[TASK INPUT]:

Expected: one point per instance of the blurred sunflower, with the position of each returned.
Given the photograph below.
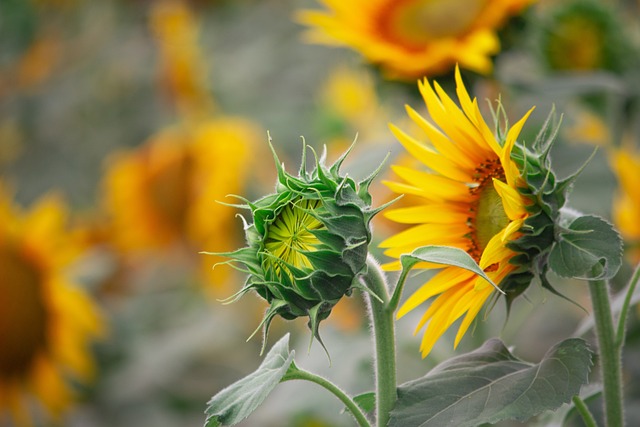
(626, 207)
(46, 321)
(183, 70)
(414, 38)
(164, 193)
(470, 200)
(584, 35)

[PROBLEM TO WORK ON]: Set down every record exactly, without the pictures.

[RESULT FOR THIS EXERCISE]:
Expected: one point per instance of the blurred sunflower, with the position of each returned.
Given the photograph below.
(626, 207)
(46, 321)
(183, 70)
(414, 38)
(164, 193)
(470, 200)
(584, 35)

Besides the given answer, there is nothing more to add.